(Dataset records)

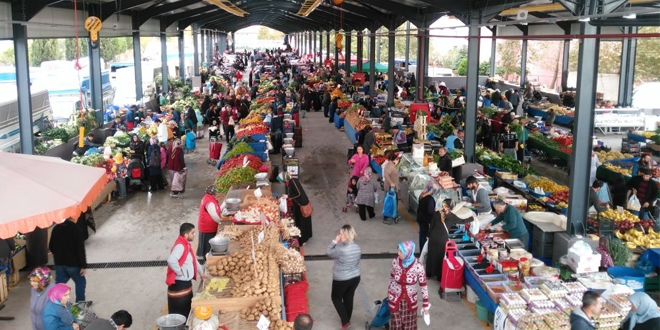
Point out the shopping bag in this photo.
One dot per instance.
(633, 203)
(283, 207)
(389, 204)
(424, 253)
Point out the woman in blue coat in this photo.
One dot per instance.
(57, 313)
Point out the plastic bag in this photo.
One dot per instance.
(283, 207)
(633, 203)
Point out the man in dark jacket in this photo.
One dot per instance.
(68, 247)
(582, 318)
(120, 320)
(644, 188)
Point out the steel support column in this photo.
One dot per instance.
(407, 57)
(360, 50)
(493, 53)
(391, 82)
(182, 57)
(583, 127)
(472, 86)
(372, 61)
(95, 83)
(22, 62)
(523, 62)
(163, 60)
(137, 65)
(195, 50)
(347, 57)
(564, 64)
(627, 73)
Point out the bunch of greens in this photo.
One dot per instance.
(238, 149)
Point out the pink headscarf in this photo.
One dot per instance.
(58, 291)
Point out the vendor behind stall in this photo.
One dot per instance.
(511, 220)
(594, 200)
(480, 200)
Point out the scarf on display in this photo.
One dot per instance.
(407, 248)
(646, 309)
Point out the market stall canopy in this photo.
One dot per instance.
(39, 190)
(366, 67)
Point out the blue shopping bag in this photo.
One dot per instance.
(389, 204)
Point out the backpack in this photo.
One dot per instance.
(154, 158)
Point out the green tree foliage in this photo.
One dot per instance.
(7, 57)
(42, 50)
(508, 56)
(70, 48)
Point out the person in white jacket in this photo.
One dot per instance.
(162, 131)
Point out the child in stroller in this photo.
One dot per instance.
(351, 192)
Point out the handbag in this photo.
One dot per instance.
(306, 210)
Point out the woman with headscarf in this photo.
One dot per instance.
(402, 292)
(57, 313)
(155, 161)
(449, 216)
(644, 313)
(41, 281)
(366, 198)
(175, 163)
(425, 212)
(296, 193)
(208, 220)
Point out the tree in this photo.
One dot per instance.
(42, 50)
(508, 55)
(70, 48)
(7, 57)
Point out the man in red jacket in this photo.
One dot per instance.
(207, 221)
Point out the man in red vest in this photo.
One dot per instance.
(182, 269)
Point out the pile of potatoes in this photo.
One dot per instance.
(269, 307)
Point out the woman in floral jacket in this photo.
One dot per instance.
(406, 273)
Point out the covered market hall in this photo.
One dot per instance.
(513, 211)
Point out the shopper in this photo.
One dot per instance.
(584, 318)
(425, 212)
(57, 313)
(303, 322)
(155, 159)
(511, 220)
(644, 188)
(120, 320)
(345, 272)
(447, 217)
(41, 280)
(67, 245)
(480, 199)
(402, 292)
(175, 164)
(359, 161)
(367, 188)
(391, 178)
(644, 313)
(208, 220)
(182, 268)
(296, 193)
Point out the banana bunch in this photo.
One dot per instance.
(338, 40)
(635, 238)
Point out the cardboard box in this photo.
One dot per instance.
(579, 259)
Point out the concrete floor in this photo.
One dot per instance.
(144, 228)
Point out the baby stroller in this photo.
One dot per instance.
(381, 316)
(215, 149)
(135, 172)
(191, 144)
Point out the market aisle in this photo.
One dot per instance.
(324, 176)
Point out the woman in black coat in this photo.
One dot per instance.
(298, 197)
(439, 235)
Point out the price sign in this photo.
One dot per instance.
(263, 323)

(End Dataset records)

- _What is needed_
Report every line of the data in which "coat" appears.

- _Problem solution_
Point out the woman in blue coat in this photo.
Point out the woman in black coat in this photo.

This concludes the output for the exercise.